◆ Exercise:
Copy every line of the items below between the lines holding "Inspection note: the above scene is claimed to feature the thin" and "308 13 375 105", inclusive. Multiply each bounding-box coordinate in the answers by 0.65 and round it to a whole number, rounding halves up, and leave all other text unchanged.

Data items
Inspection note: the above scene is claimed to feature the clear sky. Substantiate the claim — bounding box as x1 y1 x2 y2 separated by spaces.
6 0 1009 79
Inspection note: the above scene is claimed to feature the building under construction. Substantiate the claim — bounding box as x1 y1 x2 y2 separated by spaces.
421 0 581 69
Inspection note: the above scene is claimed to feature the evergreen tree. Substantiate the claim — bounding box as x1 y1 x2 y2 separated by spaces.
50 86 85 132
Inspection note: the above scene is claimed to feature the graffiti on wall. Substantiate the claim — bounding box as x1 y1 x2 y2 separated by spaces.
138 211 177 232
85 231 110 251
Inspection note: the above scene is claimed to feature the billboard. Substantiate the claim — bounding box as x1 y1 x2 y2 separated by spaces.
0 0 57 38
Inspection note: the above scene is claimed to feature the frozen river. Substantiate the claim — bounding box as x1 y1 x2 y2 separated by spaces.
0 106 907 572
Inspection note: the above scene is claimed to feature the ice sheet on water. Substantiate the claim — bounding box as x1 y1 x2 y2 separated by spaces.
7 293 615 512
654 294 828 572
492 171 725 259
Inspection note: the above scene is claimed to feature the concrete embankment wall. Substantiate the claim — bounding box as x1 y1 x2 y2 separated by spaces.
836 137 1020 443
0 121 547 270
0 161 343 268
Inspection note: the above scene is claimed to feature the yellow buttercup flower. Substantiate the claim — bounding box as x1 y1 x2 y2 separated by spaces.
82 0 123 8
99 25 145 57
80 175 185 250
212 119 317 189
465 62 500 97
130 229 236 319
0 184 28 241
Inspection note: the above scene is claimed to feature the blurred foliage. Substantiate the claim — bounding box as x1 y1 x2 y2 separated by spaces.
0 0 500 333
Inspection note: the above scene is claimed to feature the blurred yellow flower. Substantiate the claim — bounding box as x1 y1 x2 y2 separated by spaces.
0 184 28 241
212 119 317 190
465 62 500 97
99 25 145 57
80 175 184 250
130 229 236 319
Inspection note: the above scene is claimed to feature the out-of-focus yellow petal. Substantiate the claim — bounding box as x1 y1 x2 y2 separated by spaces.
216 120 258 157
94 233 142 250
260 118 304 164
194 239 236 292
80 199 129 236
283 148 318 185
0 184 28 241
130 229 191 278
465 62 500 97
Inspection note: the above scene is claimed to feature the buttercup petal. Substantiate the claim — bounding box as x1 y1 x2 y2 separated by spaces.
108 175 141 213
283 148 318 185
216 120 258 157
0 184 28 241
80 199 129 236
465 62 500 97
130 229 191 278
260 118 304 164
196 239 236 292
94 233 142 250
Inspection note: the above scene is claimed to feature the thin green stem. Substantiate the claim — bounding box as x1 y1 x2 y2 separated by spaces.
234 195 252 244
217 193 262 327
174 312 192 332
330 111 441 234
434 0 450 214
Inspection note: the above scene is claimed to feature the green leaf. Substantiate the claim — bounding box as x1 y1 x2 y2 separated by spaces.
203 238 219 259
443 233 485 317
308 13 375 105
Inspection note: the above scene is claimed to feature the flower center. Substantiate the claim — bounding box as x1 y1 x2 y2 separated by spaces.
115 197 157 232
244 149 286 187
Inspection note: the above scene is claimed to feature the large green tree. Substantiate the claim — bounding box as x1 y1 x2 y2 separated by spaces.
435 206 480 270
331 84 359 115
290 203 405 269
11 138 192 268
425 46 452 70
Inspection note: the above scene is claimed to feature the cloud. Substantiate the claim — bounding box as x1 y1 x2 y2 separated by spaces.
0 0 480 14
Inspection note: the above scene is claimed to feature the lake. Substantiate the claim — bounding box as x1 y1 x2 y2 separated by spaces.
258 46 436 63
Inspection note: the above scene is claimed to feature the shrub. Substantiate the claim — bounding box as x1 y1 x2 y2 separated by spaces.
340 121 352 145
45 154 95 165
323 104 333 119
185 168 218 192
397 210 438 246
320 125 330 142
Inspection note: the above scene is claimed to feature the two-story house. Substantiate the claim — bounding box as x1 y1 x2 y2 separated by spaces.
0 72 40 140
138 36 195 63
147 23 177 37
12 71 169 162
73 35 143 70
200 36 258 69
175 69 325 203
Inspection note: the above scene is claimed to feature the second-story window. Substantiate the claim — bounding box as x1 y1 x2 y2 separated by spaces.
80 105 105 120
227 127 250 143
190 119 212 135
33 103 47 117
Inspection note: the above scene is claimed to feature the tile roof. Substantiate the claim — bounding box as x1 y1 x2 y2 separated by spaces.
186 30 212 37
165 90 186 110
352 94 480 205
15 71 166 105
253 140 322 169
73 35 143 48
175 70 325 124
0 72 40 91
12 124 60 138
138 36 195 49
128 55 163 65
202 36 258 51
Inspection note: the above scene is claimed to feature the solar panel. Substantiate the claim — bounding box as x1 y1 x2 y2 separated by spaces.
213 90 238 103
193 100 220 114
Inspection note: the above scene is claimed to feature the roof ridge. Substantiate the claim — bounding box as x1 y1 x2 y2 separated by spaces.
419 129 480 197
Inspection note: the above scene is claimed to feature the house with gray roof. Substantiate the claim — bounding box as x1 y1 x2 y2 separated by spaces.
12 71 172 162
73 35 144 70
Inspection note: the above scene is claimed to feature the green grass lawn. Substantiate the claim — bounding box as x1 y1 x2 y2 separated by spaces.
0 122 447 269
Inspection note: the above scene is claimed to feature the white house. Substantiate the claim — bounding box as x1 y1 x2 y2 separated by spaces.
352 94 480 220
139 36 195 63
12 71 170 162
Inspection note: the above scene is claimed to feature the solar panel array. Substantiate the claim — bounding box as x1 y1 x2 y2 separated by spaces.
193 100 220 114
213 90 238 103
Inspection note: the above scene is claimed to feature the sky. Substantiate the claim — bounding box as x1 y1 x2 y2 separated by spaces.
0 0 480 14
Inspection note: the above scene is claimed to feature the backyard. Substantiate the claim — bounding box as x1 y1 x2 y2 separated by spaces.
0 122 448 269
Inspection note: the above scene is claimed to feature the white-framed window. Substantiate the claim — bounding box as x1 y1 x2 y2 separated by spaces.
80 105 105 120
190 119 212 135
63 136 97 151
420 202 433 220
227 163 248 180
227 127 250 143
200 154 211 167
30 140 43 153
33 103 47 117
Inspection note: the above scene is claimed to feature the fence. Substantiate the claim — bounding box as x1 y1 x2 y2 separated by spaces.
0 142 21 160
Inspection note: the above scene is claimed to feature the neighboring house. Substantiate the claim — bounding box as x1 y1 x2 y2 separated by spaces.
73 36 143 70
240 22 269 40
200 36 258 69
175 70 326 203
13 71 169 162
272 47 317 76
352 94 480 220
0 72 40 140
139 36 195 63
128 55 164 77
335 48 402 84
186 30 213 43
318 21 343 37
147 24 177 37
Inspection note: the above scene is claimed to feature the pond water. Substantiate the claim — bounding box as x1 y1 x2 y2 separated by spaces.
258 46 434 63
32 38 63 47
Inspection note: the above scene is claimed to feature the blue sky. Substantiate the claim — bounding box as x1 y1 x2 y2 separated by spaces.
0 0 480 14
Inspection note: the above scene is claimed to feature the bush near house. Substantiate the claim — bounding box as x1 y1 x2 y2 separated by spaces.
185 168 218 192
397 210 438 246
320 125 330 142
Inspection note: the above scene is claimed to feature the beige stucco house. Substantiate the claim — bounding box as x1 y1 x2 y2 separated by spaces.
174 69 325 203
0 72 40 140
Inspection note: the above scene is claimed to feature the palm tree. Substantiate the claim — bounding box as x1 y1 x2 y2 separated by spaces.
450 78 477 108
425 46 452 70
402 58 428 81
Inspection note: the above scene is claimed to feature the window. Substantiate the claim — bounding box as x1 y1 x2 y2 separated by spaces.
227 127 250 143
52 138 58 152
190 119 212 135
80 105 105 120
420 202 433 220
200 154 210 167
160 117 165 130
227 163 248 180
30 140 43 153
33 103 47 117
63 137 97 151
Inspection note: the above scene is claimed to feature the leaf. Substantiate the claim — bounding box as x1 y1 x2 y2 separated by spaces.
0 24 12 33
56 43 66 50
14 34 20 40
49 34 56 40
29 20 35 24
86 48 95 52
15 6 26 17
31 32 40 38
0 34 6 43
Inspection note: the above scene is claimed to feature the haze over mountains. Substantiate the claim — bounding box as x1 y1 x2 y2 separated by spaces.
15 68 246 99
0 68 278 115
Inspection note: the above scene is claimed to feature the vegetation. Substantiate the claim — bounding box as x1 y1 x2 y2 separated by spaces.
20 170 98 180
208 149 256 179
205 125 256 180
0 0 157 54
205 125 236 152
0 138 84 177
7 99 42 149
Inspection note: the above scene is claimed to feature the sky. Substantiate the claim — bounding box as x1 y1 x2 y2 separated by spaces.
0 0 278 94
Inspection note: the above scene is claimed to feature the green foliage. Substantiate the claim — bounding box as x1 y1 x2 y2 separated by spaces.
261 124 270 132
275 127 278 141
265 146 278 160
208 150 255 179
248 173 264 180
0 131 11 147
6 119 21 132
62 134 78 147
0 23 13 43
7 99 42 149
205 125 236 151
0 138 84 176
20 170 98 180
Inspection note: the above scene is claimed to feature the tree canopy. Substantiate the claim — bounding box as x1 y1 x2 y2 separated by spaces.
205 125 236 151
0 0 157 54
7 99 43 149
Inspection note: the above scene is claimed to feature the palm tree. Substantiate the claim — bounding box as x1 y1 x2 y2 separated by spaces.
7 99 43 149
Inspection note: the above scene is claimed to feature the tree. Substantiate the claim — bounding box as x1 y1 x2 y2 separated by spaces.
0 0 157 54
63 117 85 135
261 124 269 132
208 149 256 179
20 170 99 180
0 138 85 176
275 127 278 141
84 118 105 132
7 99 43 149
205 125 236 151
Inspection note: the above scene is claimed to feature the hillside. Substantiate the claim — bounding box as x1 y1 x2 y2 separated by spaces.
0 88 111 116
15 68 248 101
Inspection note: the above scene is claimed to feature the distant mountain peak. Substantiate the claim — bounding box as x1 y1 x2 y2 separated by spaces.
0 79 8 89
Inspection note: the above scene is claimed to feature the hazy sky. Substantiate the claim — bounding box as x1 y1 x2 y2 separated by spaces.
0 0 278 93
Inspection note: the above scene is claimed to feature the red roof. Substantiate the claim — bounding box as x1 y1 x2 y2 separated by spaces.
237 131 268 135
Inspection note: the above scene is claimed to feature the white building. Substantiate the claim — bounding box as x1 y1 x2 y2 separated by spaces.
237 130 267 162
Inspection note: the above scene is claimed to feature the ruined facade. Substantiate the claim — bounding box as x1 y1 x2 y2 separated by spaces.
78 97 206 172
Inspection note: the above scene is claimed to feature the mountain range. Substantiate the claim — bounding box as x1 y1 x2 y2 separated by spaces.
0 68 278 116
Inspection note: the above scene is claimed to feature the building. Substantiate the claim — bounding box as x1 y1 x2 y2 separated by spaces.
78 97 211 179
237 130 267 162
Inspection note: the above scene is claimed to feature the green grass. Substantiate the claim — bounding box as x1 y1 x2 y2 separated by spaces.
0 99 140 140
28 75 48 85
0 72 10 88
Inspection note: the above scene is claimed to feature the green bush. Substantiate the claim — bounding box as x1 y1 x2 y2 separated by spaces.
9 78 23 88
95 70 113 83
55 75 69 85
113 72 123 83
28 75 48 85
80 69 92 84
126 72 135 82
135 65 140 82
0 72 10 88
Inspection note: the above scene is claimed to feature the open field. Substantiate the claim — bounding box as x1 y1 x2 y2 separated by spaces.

◆ Task response:
Inspection note: the above scene is claimed to feature the thin green stem. Substantiate the claim — bounding box as x1 y1 x2 y2 separated by spaces.
152 127 164 159
141 125 170 213
113 203 125 216
215 72 287 152
282 0 293 139
Inspection note: the above scene is claimed to feature the green leaf. Substantiate the claim — bounding box as x1 y1 x2 y2 separated by spaces.
132 155 142 168
288 151 315 206
200 8 244 68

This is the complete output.